**To be done**: Transcribe word for word the lines spanning the line with "the workbench in the photo above." through the end of the records.

• • •

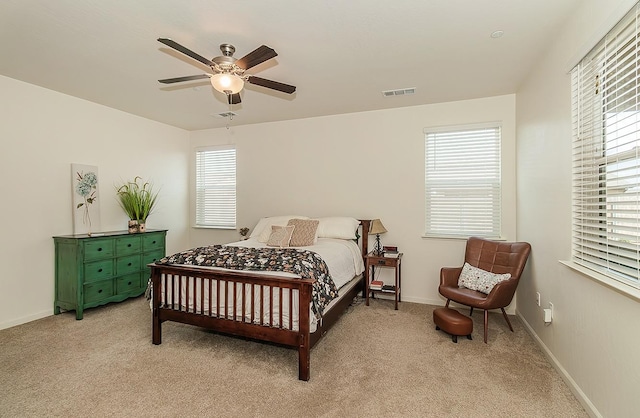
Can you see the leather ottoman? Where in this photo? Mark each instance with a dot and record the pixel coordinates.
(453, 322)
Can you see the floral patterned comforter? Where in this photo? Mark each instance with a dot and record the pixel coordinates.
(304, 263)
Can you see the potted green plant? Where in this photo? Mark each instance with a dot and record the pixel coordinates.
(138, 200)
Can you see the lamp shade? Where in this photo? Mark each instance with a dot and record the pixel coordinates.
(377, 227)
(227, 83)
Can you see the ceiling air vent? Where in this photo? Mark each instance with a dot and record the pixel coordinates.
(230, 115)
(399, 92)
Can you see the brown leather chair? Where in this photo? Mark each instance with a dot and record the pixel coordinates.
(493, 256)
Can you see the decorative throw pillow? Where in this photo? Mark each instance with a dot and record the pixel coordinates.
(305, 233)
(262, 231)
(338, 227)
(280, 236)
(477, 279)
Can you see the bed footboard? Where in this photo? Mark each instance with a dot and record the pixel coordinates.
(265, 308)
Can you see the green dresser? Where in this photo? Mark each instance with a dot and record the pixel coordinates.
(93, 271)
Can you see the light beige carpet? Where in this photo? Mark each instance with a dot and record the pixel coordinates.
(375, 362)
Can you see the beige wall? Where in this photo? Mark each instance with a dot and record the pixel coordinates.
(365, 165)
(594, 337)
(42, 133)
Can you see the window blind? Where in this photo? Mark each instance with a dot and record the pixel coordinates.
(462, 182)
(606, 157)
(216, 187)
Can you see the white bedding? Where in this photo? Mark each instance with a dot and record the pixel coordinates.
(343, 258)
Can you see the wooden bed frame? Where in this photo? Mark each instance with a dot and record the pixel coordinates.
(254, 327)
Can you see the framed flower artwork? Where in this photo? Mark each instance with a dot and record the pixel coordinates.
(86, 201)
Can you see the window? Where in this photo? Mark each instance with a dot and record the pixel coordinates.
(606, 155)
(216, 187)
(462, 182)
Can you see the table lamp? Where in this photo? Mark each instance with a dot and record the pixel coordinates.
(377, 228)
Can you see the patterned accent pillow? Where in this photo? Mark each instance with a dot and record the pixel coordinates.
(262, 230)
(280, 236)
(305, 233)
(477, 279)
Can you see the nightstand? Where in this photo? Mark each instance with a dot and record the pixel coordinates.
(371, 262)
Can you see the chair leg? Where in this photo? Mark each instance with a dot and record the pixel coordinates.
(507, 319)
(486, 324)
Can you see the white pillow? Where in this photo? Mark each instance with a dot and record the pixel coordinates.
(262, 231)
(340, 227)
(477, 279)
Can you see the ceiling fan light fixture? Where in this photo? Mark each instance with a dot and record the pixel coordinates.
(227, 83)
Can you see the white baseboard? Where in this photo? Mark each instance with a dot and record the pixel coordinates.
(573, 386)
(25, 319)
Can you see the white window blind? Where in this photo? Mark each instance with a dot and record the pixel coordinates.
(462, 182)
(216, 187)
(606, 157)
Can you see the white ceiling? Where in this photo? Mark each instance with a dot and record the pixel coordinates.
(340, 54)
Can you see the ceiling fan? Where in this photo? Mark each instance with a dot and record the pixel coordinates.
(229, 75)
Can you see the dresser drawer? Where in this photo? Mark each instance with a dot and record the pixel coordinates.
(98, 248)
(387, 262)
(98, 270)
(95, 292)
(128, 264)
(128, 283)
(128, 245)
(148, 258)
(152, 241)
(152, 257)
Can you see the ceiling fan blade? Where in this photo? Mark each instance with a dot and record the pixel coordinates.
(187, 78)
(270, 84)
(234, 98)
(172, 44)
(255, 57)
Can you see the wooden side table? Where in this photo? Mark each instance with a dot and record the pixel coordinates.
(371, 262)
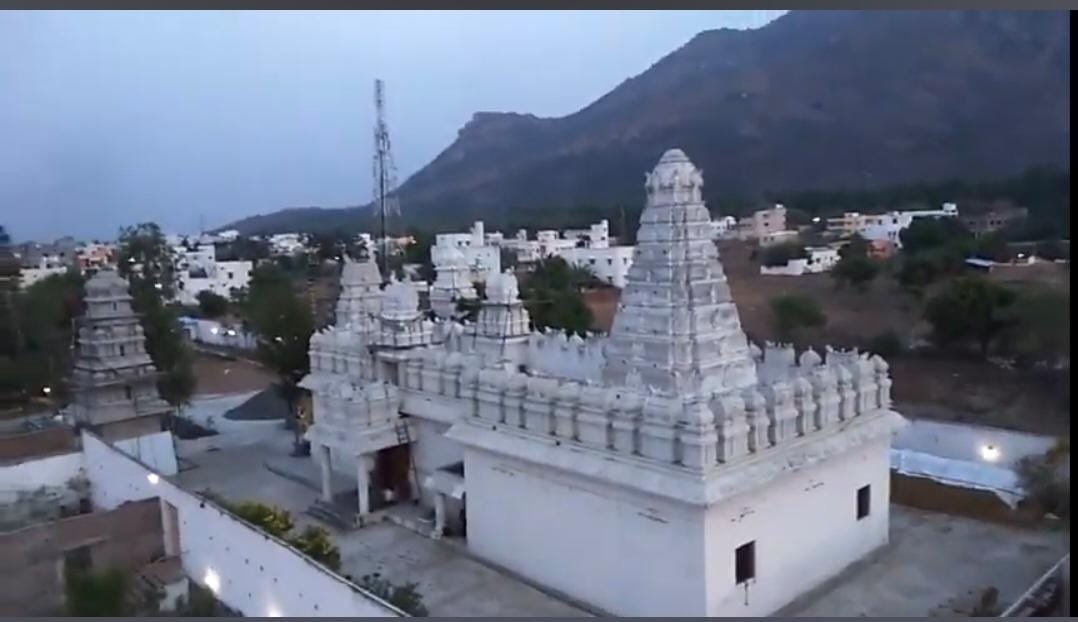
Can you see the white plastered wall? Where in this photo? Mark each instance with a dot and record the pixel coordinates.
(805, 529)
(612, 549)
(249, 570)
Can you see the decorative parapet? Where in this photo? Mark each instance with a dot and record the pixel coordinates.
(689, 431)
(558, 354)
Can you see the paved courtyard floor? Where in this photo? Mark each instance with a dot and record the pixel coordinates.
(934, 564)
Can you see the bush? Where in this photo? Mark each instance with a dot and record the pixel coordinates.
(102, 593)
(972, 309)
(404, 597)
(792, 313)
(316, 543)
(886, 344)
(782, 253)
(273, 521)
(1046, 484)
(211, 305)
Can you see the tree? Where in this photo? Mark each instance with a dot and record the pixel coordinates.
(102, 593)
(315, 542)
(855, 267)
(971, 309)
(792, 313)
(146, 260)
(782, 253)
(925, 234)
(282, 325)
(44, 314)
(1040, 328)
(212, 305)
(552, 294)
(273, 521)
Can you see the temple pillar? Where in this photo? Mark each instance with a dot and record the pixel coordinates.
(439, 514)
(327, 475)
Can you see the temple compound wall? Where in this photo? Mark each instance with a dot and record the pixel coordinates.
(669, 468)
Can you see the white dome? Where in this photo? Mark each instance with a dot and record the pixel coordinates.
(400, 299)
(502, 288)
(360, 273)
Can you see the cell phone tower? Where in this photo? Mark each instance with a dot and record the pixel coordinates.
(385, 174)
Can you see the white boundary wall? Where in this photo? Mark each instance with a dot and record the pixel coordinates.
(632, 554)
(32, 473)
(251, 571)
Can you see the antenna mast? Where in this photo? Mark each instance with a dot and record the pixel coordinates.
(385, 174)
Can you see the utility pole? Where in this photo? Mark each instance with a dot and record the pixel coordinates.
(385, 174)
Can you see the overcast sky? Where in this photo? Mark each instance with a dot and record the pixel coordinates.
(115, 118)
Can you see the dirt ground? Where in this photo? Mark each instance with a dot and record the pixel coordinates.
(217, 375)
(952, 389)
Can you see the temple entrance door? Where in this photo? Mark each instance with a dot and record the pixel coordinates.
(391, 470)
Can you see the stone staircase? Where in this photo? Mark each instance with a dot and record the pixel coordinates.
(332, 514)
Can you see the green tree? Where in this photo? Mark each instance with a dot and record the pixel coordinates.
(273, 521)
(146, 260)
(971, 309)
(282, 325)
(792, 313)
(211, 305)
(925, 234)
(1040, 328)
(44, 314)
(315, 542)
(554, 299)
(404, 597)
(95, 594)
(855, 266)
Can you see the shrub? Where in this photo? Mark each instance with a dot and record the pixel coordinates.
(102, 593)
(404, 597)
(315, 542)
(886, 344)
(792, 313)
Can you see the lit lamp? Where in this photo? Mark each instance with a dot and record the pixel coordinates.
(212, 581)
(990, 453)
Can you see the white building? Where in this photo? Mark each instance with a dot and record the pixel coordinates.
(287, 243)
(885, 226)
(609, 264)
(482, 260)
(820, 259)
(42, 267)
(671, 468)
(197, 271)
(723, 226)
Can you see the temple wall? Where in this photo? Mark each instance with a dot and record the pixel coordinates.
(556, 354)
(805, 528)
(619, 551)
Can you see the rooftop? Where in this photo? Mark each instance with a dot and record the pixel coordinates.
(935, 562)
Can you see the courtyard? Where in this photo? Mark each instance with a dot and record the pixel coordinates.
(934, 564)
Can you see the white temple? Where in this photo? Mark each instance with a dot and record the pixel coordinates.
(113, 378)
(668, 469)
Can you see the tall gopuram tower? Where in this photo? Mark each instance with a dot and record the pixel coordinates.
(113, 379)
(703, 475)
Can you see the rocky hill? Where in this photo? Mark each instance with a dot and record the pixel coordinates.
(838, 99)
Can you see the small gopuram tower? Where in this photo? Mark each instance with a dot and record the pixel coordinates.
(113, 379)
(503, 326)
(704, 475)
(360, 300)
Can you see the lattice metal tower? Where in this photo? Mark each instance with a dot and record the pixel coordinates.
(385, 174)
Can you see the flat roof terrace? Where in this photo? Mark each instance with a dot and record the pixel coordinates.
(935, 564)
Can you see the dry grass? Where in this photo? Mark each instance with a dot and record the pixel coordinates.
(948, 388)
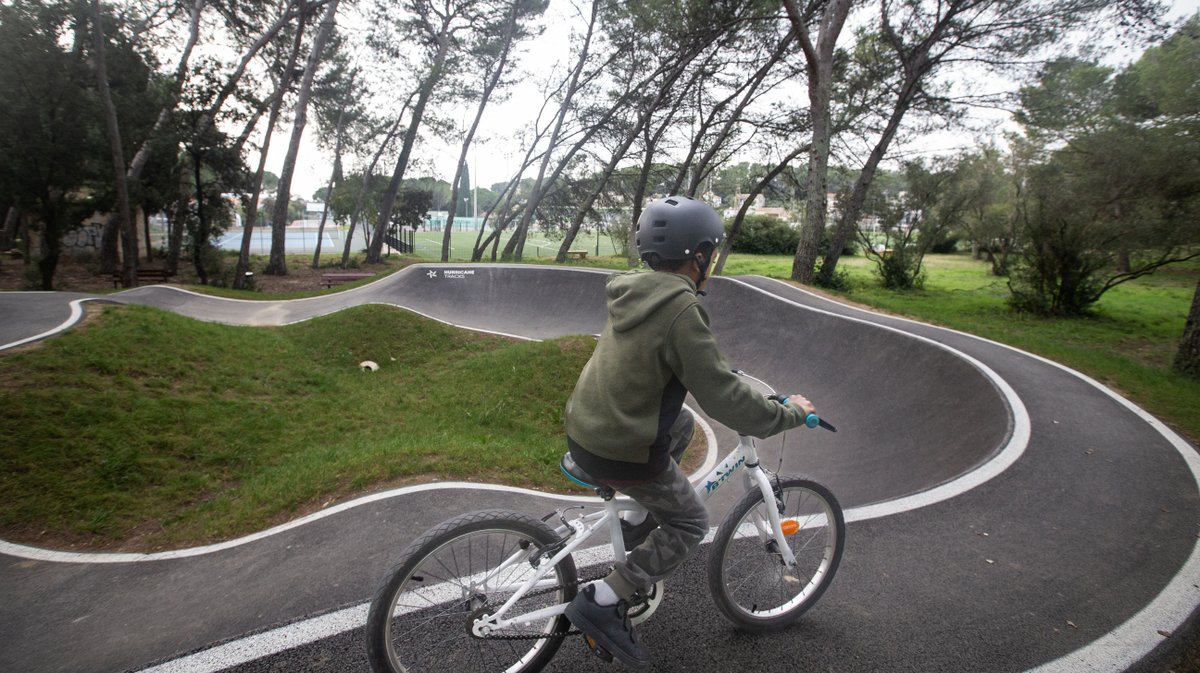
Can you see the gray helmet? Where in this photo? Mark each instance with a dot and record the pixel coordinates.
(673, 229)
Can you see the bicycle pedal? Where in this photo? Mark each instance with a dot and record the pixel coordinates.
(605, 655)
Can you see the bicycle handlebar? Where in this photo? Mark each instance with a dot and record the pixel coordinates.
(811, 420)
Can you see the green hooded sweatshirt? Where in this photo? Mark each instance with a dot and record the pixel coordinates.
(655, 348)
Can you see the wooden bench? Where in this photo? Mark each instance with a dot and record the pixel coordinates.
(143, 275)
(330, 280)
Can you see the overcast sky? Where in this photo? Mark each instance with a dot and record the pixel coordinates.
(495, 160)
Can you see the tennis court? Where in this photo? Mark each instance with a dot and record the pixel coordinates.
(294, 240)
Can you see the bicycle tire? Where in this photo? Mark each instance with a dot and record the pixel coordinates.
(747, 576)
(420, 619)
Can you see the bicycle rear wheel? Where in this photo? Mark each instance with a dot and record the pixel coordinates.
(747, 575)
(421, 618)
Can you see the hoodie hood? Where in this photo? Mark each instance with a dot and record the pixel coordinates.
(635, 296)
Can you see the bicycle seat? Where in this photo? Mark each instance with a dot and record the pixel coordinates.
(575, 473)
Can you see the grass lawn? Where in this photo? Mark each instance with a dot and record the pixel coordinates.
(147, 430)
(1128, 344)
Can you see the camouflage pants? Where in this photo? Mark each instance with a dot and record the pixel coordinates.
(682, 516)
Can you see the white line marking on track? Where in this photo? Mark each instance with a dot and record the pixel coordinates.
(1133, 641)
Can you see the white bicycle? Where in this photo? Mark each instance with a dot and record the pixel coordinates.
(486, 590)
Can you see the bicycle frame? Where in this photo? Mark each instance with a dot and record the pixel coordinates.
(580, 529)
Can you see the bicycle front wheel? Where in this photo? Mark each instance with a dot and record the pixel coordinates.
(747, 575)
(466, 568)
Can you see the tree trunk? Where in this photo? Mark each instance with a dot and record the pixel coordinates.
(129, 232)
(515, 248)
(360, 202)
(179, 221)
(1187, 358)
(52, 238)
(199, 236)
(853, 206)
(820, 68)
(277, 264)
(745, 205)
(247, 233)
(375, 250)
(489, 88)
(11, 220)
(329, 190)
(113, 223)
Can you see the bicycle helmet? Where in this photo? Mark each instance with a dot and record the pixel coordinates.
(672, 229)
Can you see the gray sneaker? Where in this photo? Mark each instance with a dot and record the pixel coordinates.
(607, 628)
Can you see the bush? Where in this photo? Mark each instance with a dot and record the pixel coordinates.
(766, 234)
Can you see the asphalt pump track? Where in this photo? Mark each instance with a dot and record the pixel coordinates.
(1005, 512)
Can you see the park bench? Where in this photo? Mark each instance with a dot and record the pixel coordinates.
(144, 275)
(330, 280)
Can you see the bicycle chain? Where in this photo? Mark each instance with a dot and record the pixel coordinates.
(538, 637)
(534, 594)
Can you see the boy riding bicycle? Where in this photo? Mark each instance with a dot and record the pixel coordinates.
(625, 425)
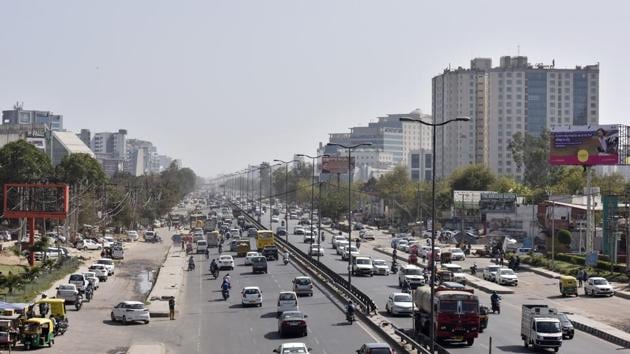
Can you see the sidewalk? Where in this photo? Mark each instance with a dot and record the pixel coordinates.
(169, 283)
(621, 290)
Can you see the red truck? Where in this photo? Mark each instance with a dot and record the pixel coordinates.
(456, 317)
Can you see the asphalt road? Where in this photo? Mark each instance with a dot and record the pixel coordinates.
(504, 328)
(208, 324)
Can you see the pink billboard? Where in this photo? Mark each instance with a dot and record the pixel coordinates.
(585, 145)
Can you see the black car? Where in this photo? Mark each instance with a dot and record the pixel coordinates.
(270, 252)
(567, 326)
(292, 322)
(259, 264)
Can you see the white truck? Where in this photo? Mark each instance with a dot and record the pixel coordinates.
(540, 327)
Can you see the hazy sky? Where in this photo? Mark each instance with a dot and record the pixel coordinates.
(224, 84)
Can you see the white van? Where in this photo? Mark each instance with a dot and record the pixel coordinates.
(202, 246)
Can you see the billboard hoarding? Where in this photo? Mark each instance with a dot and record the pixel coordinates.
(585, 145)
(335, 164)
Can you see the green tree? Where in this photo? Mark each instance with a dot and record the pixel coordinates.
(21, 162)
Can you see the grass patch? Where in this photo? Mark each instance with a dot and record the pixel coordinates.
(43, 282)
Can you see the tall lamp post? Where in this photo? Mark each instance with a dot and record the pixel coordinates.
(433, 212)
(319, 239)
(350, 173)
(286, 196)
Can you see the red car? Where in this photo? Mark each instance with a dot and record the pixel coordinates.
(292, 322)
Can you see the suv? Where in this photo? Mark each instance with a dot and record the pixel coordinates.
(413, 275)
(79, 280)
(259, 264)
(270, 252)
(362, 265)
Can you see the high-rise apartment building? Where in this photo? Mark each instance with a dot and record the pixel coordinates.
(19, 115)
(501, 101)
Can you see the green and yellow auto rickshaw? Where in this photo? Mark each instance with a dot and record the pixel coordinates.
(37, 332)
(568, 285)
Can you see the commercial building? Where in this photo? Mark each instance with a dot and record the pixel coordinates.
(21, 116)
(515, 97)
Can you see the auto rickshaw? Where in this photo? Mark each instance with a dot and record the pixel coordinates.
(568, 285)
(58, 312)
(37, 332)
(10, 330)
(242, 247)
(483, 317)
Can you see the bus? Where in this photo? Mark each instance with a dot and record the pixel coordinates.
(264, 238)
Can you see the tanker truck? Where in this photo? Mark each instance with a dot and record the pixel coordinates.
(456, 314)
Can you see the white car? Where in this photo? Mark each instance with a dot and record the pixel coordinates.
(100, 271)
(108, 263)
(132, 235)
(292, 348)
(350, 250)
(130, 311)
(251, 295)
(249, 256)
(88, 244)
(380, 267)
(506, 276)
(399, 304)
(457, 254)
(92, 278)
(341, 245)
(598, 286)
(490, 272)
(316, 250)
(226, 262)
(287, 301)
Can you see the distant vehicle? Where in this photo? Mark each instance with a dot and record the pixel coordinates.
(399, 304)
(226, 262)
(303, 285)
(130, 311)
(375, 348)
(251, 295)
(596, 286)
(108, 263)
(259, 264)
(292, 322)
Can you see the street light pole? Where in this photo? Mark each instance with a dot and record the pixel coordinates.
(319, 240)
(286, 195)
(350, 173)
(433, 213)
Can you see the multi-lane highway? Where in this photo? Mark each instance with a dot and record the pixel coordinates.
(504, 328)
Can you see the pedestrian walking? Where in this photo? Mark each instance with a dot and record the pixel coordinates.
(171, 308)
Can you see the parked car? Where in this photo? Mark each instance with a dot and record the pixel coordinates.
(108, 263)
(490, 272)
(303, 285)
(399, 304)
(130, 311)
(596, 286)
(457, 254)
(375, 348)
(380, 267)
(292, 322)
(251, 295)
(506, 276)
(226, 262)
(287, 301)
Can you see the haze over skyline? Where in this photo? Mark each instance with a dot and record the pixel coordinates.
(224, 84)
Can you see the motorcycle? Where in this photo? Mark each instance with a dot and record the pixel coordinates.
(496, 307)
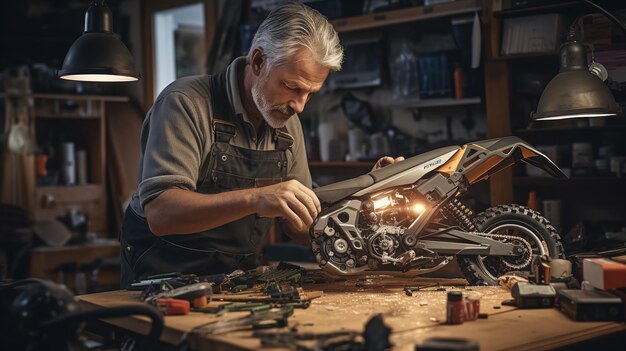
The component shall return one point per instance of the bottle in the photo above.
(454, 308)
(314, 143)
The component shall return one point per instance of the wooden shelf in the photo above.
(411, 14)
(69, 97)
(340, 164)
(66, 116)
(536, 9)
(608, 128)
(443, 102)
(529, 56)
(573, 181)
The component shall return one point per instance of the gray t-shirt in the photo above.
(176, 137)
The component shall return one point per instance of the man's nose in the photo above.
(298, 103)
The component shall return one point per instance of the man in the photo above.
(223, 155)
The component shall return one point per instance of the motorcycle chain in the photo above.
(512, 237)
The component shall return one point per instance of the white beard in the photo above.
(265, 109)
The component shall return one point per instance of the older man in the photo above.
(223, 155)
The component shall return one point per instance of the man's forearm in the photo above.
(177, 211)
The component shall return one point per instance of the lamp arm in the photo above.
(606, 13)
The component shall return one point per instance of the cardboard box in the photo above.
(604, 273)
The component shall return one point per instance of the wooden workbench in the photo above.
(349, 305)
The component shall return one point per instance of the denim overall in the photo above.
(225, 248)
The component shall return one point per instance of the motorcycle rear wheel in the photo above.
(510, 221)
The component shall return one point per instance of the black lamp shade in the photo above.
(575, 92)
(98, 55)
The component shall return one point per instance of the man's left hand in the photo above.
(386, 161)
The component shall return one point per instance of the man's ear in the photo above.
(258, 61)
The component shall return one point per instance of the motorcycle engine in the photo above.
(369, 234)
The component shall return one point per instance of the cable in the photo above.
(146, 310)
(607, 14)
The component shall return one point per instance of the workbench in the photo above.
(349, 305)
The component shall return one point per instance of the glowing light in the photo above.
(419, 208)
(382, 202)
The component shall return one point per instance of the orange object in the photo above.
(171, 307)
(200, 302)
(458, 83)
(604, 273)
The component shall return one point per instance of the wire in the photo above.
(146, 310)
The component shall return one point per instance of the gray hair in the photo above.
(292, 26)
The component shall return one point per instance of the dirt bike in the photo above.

• • •

**Complete response**:
The component shall return one point per instance of the workbench in the photo above.
(349, 305)
The component shall return one point per instance of the glowing light in the photo above.
(419, 208)
(382, 202)
The component shall return one point per instance of the orange object in the photo above.
(171, 307)
(200, 302)
(458, 83)
(604, 273)
The component shall return one point per instance of the wire in the photo above.
(146, 310)
The component shall return one point per instance of the gray hair in the photo above.
(292, 26)
The component shall return one point per instance of the dirt bike in the photo above.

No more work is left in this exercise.